Top of TASK MATERIAL

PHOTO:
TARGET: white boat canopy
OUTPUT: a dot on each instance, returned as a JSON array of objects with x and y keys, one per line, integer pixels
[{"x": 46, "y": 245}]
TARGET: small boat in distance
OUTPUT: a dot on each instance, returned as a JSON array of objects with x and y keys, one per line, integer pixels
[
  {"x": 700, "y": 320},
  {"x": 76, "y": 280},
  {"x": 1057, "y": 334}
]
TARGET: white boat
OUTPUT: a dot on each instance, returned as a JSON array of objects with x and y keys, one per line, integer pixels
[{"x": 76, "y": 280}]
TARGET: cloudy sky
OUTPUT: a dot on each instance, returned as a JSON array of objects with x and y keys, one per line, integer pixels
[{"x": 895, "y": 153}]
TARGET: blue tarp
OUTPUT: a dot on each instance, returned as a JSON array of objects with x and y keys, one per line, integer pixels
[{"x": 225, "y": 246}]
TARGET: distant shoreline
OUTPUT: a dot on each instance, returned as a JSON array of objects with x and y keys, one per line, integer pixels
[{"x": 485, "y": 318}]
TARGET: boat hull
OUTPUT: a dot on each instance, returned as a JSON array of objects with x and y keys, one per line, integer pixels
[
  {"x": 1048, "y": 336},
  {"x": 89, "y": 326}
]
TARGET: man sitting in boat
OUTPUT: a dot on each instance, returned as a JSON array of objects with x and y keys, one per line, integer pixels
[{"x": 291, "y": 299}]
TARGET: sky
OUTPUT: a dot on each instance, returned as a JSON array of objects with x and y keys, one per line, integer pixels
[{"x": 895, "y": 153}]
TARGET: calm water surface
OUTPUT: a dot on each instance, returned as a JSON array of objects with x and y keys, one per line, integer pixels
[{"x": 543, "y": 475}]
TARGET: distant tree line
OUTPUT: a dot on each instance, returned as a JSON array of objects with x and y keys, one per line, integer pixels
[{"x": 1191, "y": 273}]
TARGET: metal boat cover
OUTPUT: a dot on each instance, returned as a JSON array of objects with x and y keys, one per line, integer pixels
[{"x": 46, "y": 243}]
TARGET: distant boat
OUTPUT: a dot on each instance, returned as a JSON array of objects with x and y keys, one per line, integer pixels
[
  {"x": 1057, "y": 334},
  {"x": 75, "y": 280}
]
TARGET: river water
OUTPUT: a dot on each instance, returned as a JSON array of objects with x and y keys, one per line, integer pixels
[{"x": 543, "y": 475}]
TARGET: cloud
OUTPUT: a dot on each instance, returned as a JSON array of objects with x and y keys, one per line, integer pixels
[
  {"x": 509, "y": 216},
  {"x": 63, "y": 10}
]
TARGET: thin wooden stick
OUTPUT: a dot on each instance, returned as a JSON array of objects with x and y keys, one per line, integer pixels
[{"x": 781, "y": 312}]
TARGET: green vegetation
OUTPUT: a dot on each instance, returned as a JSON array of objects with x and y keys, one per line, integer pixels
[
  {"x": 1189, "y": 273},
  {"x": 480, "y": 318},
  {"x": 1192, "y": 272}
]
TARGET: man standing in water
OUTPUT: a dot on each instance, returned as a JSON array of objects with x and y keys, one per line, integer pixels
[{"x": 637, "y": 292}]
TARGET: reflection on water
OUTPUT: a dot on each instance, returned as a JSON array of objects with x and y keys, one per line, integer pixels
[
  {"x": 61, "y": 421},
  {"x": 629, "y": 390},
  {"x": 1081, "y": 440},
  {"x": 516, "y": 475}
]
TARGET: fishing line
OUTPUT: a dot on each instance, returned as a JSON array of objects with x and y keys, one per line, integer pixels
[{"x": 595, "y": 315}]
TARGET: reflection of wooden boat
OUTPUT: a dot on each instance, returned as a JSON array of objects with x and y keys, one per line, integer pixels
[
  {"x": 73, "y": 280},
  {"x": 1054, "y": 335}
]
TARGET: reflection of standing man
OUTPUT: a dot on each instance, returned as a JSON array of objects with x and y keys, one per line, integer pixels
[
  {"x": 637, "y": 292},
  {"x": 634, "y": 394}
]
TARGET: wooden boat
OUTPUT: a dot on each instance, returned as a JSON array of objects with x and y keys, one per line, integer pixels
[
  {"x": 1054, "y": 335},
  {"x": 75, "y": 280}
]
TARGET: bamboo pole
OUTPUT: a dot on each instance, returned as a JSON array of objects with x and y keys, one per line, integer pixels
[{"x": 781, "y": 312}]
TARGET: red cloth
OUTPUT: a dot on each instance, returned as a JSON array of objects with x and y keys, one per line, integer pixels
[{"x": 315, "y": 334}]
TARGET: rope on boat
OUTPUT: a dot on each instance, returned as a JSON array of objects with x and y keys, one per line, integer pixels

Bottom of TASK MATERIAL

*WHAT TO DO:*
Set apart and copy each line of the records that holds the word "wooden".

*ANSWER AREA:*
TARGET: thin wooden stick
TARGET: reflection of wooden boat
TARGET: wooden boat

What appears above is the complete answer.